Work required
All entries given below are to be returned word for word.

Provided data
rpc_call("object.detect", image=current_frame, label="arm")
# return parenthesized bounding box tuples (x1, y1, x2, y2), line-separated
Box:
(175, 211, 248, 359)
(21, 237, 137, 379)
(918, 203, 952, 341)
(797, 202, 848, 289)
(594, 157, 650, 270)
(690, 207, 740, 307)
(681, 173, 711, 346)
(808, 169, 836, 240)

Task answer
rpc_call("object.detect", image=current_frame, label="arm")
# return parenthesized bounding box tuples (x1, y1, x2, y2), line-separated
Box:
(175, 211, 248, 359)
(21, 237, 137, 379)
(918, 203, 952, 341)
(797, 202, 848, 289)
(594, 157, 650, 270)
(690, 207, 740, 307)
(681, 173, 711, 346)
(808, 169, 836, 240)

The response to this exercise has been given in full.